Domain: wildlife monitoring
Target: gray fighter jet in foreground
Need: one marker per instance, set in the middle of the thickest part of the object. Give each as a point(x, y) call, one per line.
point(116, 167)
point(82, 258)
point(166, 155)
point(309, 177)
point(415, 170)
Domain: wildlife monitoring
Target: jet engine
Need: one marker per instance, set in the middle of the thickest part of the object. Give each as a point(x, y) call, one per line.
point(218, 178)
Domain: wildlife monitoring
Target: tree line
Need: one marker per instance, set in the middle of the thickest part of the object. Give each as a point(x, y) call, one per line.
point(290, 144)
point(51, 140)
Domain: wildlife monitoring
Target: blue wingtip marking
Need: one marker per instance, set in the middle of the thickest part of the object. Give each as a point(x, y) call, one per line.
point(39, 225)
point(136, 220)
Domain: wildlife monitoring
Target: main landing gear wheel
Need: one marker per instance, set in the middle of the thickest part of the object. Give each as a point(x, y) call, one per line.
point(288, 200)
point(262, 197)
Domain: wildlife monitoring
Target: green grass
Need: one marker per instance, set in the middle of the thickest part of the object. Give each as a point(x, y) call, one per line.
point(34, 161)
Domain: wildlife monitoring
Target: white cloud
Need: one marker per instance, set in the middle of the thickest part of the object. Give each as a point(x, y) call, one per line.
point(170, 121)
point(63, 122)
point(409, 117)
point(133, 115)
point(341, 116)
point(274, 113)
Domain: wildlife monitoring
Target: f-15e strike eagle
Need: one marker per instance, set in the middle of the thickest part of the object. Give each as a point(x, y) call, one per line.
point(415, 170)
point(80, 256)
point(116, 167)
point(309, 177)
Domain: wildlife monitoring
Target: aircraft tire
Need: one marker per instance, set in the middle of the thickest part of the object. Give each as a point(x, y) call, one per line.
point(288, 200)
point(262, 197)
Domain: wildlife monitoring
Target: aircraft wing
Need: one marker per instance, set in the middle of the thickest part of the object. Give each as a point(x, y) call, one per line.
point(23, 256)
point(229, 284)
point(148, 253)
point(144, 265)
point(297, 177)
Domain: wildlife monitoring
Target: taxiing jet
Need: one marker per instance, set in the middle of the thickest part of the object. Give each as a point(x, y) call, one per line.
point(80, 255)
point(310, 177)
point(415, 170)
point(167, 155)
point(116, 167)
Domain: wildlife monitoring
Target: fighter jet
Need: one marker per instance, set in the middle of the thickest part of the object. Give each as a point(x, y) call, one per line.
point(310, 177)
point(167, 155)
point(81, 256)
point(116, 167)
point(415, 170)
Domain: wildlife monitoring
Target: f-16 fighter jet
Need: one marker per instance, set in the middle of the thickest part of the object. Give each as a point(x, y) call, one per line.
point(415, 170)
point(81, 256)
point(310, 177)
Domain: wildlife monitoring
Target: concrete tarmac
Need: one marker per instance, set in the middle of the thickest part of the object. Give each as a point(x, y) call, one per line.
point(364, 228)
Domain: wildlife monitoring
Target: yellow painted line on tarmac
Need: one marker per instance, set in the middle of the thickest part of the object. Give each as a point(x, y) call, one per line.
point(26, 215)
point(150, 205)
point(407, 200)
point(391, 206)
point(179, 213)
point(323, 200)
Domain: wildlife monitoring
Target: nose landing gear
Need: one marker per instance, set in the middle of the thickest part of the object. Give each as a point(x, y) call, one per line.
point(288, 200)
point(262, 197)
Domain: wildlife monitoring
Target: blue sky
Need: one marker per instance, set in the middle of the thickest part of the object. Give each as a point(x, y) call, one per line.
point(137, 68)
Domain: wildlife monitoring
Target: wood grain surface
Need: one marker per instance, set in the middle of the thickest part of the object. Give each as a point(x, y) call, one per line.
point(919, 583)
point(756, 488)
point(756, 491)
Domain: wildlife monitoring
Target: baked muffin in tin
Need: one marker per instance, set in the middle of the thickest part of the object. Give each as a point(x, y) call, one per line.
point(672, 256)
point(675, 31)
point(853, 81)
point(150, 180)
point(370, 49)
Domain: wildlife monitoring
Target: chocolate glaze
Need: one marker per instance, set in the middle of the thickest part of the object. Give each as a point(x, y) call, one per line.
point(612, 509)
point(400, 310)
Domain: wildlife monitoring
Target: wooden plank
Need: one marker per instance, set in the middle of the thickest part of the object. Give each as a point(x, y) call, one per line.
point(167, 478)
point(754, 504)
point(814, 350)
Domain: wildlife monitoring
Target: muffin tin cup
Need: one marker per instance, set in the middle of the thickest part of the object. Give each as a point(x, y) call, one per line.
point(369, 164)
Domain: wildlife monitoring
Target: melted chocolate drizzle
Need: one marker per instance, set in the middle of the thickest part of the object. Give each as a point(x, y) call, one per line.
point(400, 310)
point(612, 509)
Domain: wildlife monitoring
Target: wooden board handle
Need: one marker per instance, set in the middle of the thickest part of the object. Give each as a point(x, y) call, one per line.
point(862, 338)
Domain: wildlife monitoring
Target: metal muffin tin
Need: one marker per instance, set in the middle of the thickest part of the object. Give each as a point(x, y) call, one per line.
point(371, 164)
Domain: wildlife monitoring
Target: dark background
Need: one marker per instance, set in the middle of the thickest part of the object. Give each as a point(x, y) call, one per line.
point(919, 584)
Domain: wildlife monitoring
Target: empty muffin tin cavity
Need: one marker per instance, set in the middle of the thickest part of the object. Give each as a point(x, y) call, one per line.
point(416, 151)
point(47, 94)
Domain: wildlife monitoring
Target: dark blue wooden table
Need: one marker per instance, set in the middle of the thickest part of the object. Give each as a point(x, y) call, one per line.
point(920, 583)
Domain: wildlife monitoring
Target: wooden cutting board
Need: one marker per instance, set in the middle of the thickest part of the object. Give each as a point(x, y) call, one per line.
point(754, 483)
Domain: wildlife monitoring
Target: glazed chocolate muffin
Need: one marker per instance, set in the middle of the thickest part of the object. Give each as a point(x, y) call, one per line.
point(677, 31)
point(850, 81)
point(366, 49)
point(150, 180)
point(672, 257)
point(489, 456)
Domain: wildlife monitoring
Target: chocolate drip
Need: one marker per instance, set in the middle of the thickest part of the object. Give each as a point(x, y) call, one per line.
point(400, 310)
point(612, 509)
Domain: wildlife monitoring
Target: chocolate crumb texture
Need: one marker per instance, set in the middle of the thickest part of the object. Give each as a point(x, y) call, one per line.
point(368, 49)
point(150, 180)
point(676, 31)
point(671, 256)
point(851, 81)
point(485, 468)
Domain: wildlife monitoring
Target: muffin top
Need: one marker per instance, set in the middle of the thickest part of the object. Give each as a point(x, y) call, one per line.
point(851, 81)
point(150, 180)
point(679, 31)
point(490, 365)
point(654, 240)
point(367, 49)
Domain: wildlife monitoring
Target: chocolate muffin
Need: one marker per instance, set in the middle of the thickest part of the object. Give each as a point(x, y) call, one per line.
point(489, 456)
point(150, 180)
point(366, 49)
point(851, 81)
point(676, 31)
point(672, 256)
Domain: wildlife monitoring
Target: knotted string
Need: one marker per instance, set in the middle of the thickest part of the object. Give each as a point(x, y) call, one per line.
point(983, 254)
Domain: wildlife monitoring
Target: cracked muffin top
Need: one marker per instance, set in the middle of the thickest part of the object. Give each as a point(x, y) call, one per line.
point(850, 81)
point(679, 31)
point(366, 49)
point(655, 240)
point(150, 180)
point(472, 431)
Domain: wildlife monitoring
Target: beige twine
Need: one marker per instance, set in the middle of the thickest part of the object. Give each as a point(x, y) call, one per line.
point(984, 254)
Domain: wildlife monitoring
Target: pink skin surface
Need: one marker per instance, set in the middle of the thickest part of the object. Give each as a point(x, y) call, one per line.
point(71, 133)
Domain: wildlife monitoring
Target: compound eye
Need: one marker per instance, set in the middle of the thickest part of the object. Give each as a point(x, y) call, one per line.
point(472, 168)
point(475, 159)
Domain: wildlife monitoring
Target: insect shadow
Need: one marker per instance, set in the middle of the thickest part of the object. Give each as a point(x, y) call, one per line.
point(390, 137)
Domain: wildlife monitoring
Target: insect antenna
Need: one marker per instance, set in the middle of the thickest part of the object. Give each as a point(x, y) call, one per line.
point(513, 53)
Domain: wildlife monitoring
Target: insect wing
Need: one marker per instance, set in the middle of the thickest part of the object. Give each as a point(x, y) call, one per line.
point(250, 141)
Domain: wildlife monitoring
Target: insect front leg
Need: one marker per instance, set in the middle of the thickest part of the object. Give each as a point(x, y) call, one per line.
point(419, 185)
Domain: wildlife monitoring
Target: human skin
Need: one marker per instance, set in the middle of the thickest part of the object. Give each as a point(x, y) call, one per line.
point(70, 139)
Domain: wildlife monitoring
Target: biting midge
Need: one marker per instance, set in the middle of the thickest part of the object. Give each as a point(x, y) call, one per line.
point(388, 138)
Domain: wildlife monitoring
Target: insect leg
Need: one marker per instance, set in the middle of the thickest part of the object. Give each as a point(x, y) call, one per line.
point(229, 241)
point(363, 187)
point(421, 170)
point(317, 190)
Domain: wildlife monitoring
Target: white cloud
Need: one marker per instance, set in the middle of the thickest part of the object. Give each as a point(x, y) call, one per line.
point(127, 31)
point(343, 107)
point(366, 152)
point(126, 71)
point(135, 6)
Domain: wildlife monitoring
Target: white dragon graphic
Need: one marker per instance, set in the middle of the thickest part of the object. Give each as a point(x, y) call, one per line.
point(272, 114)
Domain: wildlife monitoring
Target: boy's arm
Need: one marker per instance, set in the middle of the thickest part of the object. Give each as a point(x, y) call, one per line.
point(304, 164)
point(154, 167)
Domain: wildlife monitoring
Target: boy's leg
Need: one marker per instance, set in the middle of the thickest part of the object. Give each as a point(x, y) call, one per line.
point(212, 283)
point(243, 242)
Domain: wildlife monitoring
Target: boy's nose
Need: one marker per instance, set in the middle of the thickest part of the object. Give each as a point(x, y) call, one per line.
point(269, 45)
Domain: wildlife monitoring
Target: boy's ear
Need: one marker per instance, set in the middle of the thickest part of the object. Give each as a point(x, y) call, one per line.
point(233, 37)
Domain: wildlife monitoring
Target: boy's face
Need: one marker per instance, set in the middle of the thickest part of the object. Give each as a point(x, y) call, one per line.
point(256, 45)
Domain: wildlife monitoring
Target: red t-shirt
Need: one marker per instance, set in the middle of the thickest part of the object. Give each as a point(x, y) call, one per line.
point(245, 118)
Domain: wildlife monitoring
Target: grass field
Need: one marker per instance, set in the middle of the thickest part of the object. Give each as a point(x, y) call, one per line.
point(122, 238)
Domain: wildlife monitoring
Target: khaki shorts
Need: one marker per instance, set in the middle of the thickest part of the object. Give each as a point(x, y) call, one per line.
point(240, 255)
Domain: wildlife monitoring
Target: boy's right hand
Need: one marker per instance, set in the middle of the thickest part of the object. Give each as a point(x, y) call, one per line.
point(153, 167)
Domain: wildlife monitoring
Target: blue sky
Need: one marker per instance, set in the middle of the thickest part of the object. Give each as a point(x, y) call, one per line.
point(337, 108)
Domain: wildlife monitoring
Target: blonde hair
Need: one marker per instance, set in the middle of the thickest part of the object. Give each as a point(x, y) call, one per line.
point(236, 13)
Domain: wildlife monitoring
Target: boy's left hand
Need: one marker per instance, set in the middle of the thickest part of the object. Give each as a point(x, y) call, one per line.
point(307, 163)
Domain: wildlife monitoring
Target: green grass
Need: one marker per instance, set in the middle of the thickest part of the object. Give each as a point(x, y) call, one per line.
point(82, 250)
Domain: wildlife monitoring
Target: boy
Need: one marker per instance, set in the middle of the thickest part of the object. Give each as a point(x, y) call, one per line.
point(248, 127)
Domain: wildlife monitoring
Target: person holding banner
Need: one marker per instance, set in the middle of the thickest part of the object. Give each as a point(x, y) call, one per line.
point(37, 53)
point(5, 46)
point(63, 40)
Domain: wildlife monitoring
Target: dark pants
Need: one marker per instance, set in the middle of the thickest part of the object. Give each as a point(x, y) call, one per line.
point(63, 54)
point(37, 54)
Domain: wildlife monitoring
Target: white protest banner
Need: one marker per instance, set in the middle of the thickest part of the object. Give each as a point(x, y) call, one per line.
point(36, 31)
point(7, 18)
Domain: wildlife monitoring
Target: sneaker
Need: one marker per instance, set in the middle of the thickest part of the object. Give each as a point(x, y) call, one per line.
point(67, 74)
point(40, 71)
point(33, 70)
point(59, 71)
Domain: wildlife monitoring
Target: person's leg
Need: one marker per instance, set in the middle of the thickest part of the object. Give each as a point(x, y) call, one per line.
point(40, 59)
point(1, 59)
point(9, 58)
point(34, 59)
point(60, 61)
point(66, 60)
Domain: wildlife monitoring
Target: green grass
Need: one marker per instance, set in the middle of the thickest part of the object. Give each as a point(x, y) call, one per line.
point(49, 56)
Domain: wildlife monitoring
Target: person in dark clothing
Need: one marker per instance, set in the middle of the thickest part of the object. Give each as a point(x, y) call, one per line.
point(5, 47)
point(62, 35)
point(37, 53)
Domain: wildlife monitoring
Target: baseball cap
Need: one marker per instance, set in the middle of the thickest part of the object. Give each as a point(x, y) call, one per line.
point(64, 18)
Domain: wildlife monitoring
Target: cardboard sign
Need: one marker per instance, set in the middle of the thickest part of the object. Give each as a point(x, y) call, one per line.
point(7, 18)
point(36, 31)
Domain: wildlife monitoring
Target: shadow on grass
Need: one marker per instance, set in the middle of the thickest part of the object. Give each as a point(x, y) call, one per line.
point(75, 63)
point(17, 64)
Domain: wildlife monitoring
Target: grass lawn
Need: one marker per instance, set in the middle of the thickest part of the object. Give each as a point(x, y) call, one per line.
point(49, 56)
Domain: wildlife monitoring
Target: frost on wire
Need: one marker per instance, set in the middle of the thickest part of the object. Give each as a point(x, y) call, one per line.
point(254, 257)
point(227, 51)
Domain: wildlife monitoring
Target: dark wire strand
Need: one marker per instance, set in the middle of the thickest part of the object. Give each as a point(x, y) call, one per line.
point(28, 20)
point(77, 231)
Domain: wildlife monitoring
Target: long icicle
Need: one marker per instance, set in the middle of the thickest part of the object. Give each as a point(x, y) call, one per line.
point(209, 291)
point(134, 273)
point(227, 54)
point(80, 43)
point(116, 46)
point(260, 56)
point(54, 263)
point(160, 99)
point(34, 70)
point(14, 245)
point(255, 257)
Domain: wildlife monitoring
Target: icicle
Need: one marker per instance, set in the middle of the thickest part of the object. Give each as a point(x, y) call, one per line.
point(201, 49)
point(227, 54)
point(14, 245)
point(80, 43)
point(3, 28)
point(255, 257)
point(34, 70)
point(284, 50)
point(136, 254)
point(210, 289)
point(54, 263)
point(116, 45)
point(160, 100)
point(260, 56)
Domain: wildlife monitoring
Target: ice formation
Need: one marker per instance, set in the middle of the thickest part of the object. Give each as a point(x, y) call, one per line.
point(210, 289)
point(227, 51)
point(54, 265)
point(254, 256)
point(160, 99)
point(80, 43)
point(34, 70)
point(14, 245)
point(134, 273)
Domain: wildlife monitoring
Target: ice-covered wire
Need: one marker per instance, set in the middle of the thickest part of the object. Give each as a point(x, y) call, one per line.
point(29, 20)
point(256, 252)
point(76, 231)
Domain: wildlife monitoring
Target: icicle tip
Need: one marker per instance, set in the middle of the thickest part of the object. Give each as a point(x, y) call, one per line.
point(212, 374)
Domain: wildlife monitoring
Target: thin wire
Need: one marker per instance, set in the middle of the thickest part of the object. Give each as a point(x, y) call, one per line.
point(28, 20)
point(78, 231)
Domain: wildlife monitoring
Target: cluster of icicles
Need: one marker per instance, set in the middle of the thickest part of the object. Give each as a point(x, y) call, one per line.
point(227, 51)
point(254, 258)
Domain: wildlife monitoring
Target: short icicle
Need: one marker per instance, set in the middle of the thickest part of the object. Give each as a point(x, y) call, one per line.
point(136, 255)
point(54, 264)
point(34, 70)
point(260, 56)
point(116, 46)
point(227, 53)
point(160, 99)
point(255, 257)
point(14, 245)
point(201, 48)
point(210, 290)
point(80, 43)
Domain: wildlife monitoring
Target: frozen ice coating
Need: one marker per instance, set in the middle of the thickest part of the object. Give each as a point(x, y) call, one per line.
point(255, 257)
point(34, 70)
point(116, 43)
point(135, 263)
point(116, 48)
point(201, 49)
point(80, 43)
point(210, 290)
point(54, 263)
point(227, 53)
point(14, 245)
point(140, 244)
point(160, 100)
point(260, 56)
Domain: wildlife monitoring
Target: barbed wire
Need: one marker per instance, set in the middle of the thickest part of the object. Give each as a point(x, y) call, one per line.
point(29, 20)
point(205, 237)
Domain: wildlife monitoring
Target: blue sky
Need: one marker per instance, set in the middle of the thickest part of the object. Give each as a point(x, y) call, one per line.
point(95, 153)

*****

* What the exercise asks *
Which lines in the listing above contain the word "chocolate"? List each of those lines in full.

* Output of the task *
Target: chocolate glaze
Target: melted chocolate drizzle
Target: glazed chocolate muffin
Target: chocolate drip
Target: chocolate crumb texture
Target: chocolate muffin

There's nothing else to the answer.